GOAL —
Count the lines in the records below that contain the word "instance", and give only the number.

● ● ● ●

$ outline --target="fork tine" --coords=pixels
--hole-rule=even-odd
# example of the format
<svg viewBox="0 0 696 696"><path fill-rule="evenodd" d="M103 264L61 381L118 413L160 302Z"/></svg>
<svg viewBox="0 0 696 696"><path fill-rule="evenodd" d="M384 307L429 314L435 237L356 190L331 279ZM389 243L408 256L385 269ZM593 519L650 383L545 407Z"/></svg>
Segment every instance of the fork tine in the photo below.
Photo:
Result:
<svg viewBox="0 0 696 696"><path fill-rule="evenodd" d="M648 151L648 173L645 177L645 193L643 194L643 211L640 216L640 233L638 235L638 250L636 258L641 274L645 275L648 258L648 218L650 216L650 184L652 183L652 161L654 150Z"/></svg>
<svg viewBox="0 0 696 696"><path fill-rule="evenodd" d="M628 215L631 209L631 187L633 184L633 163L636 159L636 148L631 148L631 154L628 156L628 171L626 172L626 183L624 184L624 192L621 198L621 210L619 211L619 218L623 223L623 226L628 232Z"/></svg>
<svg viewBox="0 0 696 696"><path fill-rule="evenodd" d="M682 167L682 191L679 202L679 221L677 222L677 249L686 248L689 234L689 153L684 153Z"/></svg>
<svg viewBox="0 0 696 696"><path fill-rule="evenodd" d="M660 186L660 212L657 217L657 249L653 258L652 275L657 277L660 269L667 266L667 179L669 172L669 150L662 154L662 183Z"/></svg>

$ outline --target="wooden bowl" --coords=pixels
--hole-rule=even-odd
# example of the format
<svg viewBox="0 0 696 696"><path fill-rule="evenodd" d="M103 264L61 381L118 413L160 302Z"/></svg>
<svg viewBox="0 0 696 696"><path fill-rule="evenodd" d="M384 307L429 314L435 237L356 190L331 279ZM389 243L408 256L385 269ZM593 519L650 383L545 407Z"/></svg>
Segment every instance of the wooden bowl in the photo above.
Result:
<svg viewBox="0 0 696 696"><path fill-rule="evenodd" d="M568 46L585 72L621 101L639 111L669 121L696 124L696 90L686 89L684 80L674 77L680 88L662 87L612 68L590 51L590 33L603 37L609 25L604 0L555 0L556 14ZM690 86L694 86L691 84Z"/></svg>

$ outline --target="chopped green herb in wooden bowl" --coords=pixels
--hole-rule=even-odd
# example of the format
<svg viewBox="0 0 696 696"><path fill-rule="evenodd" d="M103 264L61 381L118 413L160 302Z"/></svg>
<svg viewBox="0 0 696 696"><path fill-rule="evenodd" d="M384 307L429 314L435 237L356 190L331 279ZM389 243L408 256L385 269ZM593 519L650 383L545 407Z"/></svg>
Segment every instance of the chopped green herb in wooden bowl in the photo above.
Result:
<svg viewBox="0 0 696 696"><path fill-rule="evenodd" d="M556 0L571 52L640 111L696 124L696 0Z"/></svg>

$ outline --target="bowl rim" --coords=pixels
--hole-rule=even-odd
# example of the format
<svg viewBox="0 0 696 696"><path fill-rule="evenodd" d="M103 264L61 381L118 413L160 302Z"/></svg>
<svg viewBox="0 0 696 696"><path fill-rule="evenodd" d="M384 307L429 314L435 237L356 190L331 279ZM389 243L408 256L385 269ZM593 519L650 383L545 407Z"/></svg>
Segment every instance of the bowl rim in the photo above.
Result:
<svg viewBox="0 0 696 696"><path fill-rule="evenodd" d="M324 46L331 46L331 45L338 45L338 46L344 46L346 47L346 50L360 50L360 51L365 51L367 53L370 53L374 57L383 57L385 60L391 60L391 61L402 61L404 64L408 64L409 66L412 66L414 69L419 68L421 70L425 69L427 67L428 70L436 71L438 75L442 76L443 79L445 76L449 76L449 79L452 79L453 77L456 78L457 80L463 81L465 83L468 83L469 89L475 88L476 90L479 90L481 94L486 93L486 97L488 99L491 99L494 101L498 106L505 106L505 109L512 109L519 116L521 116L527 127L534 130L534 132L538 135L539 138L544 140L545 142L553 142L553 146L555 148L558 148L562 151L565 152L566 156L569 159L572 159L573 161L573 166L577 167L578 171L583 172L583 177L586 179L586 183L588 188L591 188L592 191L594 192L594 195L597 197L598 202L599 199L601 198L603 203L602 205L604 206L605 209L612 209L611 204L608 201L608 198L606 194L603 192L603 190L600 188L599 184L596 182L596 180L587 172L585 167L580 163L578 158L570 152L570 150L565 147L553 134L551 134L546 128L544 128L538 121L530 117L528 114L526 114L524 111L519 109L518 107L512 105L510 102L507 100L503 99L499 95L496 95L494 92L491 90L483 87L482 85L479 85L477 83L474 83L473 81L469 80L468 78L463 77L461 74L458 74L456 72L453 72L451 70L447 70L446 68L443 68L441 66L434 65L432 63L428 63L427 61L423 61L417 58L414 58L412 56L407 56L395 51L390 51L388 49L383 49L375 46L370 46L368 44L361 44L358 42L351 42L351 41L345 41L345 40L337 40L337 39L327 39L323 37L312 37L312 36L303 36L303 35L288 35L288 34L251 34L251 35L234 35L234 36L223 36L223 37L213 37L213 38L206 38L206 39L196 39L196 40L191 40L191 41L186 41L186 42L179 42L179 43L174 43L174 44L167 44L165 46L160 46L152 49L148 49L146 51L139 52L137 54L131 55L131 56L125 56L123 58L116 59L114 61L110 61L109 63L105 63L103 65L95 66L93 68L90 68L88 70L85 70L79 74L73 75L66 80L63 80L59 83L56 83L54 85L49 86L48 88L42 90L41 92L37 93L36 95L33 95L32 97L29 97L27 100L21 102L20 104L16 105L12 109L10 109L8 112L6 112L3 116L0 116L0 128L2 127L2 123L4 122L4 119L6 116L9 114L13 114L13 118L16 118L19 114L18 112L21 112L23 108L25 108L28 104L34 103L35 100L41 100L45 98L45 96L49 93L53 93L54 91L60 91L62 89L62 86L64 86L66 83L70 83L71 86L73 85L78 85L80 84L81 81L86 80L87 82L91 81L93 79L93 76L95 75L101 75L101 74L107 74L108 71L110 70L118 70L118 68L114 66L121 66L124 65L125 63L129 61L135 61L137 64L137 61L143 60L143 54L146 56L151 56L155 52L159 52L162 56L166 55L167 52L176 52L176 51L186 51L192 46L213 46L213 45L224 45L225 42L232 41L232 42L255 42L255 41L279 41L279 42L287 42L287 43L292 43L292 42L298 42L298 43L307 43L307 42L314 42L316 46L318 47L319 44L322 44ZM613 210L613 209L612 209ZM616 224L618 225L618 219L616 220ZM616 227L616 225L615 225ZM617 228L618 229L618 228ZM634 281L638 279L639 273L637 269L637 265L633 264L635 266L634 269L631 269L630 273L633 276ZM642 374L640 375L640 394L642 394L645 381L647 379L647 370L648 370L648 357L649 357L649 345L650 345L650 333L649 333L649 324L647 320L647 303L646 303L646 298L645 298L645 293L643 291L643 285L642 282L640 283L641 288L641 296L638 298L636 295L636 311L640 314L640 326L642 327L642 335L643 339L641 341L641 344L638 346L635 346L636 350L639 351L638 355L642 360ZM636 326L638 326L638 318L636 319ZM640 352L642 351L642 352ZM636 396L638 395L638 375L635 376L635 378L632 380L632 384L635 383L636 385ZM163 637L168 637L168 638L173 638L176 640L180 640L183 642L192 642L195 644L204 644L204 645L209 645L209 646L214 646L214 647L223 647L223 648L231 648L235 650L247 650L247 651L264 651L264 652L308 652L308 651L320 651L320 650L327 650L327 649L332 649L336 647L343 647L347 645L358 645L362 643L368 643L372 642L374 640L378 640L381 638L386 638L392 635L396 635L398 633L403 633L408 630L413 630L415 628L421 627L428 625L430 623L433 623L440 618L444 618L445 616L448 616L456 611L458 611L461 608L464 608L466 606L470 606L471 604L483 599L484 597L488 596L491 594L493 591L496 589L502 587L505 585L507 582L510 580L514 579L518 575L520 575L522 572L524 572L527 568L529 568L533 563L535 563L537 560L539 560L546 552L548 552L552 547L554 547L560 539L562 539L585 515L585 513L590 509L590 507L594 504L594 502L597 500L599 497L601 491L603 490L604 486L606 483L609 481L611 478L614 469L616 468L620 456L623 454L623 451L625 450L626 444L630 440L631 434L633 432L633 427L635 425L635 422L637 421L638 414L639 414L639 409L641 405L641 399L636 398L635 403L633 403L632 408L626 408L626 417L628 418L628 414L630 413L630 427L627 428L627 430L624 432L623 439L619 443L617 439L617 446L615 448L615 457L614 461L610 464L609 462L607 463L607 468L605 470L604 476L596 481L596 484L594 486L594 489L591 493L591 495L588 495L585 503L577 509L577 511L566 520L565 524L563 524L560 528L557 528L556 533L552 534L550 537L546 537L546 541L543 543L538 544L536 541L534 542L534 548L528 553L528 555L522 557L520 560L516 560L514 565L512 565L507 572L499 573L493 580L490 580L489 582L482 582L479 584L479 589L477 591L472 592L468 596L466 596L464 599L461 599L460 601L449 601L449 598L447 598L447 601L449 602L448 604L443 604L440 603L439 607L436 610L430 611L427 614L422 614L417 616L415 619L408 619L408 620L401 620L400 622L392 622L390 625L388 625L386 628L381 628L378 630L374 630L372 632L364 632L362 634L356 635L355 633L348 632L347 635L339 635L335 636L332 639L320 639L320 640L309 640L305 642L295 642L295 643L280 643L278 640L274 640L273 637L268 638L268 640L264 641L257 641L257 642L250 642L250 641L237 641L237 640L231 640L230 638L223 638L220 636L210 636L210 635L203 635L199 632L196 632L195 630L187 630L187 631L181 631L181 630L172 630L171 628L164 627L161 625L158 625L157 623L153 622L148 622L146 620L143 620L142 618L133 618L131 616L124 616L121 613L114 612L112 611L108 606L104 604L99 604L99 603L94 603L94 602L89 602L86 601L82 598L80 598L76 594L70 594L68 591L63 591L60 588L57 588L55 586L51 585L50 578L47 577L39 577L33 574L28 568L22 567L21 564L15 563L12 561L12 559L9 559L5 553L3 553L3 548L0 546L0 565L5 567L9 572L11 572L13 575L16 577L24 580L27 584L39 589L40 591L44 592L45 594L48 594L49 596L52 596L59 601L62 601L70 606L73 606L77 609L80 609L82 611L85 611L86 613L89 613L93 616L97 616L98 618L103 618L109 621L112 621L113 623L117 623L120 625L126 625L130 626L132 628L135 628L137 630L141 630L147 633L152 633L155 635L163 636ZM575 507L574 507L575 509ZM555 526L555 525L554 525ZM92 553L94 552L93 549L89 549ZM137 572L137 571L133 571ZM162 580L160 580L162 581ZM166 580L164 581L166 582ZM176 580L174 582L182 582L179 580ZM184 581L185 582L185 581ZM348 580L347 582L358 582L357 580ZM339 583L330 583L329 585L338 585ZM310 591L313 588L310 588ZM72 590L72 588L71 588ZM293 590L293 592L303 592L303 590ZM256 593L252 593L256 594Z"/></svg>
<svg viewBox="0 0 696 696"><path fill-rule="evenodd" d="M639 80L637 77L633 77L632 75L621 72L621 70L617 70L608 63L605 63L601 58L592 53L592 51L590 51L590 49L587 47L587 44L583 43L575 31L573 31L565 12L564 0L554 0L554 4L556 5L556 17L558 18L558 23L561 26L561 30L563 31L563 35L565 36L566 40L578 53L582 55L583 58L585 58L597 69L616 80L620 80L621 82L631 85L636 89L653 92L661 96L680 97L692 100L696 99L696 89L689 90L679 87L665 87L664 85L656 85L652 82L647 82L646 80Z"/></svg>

● ● ● ●

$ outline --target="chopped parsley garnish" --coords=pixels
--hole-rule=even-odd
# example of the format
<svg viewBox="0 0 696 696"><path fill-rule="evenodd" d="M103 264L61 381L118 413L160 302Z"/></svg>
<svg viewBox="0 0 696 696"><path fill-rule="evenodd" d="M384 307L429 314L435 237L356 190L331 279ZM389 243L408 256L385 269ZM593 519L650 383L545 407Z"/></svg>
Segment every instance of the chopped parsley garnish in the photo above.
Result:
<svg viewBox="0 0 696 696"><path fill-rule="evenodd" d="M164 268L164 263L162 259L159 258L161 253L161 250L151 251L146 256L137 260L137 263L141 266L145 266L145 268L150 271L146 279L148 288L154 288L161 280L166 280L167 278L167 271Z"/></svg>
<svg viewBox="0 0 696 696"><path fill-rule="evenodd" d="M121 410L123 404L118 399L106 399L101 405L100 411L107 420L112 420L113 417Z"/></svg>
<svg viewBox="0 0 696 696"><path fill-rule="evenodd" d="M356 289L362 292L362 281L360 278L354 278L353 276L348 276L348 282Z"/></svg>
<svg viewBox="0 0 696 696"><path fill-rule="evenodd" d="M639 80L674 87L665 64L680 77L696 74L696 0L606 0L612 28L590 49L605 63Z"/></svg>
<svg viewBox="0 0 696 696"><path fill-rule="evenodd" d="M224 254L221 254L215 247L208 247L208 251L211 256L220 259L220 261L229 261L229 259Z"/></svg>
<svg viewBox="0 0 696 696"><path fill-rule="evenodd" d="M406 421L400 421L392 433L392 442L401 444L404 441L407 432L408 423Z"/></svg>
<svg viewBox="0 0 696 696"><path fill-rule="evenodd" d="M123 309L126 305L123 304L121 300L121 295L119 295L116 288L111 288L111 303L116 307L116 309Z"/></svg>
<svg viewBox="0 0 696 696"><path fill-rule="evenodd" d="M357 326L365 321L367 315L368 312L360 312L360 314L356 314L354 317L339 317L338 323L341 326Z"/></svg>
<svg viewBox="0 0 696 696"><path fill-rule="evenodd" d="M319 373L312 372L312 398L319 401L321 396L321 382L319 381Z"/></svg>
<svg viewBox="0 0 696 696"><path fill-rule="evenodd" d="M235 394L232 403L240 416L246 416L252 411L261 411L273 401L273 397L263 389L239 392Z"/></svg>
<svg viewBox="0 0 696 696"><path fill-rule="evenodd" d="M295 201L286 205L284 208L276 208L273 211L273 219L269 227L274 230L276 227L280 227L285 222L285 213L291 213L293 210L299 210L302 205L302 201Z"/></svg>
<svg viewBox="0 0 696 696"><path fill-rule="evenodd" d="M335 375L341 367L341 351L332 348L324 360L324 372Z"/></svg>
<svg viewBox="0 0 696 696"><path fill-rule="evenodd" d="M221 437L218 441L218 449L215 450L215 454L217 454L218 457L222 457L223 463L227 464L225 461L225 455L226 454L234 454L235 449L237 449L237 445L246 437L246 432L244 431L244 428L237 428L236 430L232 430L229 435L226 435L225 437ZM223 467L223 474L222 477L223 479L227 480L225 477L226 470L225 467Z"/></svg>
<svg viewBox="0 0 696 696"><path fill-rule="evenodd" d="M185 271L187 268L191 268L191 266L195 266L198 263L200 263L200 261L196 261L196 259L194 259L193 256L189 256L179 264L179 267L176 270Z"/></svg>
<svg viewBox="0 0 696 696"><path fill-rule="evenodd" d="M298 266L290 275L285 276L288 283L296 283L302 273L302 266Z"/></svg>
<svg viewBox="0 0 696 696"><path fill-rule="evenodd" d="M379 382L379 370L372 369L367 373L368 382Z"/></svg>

● ● ● ●

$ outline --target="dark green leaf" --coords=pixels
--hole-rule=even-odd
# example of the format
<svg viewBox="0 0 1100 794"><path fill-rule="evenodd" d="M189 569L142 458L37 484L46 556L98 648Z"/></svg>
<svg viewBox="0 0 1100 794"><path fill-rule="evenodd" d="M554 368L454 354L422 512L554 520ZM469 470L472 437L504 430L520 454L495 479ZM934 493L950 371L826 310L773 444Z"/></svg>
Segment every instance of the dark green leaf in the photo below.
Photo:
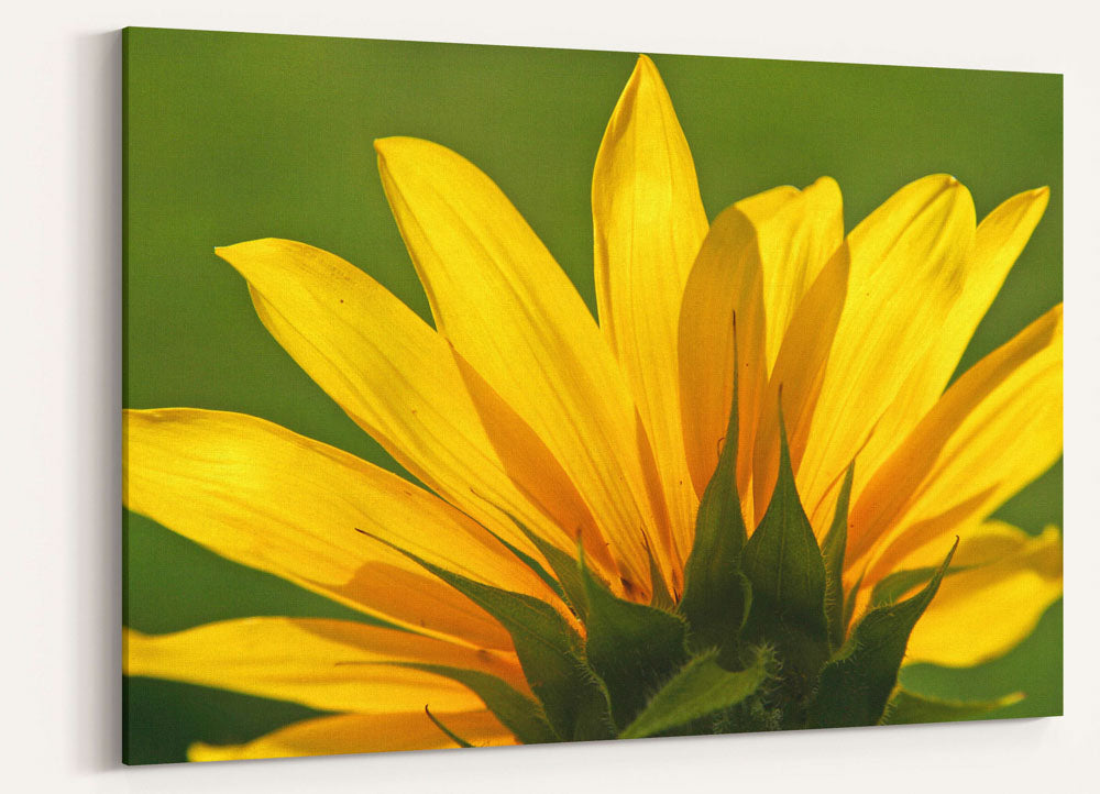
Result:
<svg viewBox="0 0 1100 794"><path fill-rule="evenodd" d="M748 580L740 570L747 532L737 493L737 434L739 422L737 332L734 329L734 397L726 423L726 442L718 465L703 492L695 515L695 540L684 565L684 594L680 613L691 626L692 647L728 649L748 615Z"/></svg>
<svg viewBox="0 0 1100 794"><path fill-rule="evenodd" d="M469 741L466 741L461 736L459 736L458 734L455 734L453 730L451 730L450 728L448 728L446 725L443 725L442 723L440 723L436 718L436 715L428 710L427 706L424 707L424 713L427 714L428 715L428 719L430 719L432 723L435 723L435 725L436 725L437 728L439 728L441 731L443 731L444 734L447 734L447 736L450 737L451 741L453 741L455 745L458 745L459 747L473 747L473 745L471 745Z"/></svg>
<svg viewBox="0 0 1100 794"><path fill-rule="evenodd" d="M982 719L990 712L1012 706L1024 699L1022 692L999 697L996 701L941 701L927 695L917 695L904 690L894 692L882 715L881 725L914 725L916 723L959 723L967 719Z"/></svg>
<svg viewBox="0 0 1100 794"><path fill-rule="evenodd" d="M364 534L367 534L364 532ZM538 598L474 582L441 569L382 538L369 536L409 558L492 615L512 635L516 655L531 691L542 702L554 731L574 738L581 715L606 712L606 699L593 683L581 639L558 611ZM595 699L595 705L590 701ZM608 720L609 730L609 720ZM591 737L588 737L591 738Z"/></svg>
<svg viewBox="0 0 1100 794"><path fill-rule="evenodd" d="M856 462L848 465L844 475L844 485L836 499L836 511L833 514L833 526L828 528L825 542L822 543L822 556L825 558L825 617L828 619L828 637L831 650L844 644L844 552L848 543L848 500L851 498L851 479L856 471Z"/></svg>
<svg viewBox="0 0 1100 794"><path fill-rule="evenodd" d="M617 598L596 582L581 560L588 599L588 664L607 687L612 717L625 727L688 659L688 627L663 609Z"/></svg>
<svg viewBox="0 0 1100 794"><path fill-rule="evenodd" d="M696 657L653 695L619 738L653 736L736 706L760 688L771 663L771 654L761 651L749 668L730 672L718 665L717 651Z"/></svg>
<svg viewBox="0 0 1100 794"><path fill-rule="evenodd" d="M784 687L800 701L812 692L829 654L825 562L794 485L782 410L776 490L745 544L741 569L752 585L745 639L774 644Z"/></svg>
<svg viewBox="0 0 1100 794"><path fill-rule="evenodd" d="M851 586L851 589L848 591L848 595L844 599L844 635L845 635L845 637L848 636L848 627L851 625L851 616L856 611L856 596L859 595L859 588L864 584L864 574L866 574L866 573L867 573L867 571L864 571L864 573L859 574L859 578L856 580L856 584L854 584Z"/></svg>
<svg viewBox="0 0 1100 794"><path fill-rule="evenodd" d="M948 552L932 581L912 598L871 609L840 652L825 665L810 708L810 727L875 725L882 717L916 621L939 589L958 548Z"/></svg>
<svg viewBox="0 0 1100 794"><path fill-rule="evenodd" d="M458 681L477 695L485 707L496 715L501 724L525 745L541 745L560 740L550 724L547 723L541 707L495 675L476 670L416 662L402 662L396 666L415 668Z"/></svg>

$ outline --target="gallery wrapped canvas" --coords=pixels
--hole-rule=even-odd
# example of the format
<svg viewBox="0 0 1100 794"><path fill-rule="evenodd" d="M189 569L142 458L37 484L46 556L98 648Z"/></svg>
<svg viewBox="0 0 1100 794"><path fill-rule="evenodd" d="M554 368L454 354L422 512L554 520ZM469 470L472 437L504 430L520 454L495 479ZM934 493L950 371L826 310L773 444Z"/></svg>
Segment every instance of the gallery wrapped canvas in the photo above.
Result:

● ● ● ●

SOLVED PROBLEM —
7